◆ Passage shown:
Professional What??

This post is going to be a little bit different. Instead of educating you on worldwide problems or things that are debated on a regular basis, I am going to discuss my job and educate you on what I do.

You may or may not already know this, but I am a Certified Nursing Assistant. You may also hear me called a “professional butt wiper,” but there is so much more to it.

I work in a Nursing Home and take care of 19 residents, all with different medical diagnoses and illnesses. Some have Alzheimer’s, some have cancer, some have had falls at home and they have caused them not to be able to live alone anymore. But every one of them has something in common; they are all loved by their caregivers. I help them wake up in the morning, brush their teeth, get them dressed, brush their hair, use the restroom, make sure they are properly bathed, help them eat, and anything else they may need in between.Β Besides helping them with things that we all do daily with no help at all, I support them emotionally. Many of my residents wonder why they need to be where they are, why their family never comes to see them, why they hurt all the time, and why they can’t just go home. It’s not easy hearing them say these things. It’s hard to explain the answers to their questions to them in a way that they will understand, and sometimes they just have to cry it out. Sometimes I’ll cry it out with them even.

◆ Dataset entries:
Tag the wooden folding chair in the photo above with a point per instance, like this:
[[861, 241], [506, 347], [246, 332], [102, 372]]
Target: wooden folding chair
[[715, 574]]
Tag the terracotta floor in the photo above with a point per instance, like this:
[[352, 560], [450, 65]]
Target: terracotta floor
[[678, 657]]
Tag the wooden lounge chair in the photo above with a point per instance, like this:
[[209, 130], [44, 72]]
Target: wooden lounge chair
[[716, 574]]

---

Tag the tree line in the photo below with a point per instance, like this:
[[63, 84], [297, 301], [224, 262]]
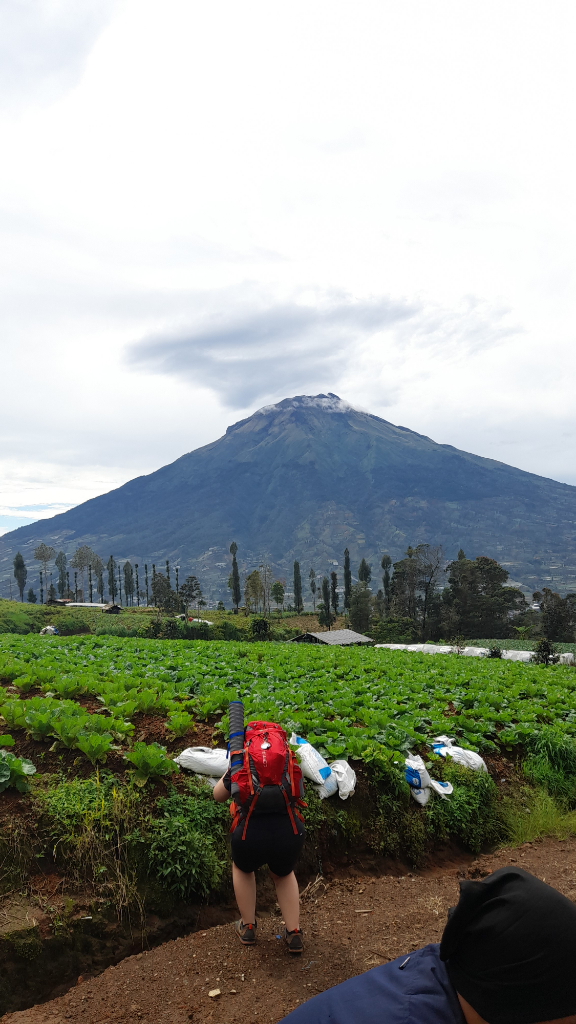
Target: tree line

==

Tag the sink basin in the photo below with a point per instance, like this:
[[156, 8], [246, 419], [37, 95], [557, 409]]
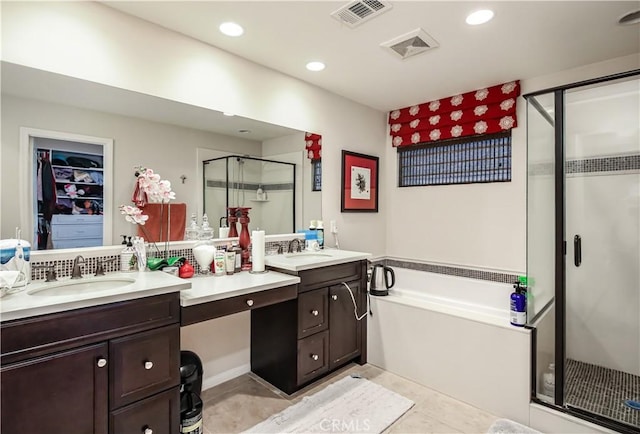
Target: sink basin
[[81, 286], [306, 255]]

◆ Work task 1: In the blog post about working as a Certified Nursing Assistant, how many residents does the writer take care of at the nursing home?
◆ Work task 2: Carry on the blog post about working as a Certified Nursing Assistant from the point where it stops.

◆ Reply 1: The writer takes care of 19 residents.

◆ Reply 2:
I want to share an experience I had recently with a friend. For his privacy, I will call him John. There were many of my other friends there, but John and I were not seeing eye to eye this night. I am not sure how my job got brought into the argument, but it did. John said to me, “And what do you do for a job? Wipe old people’s butts?” This offended me, and I said some things I will not repeat, but some things I will repeat. I replied, “I may wipe their butts when they need help, but I also hold many of their hands while they take their last breath, give them a shoulder to cry on when they need it, help them better understand their condition, all while keeping it together so they don’t suspect something else. I’d like to see you do that everyday!” It is not easy watching someone decline. Some may think it is easier because you don’t really know the person, but that’s the thing they don’t understand. I know all of my residents and I have a connection with each of them. I have so many days that consist of smiling and laughing with my residents at lunch, making jokes and asking questions about their earlier days. I could tell you their jobs, where they lived, their spouse and children’s names as well as what they do for jobs, almost anything! I love them all.

My residents are family to me, and I am family to them. I see them on their worst days and on their best days. I see them when they’re in great health and I see them when they are in poor health. It may seem like all I do is wipe their butts, but there is so much more to it that many people don’t see or know about unless they are there. It takes a special person to do what I do, and I am damn proud to be a Certified Nursing Assistant.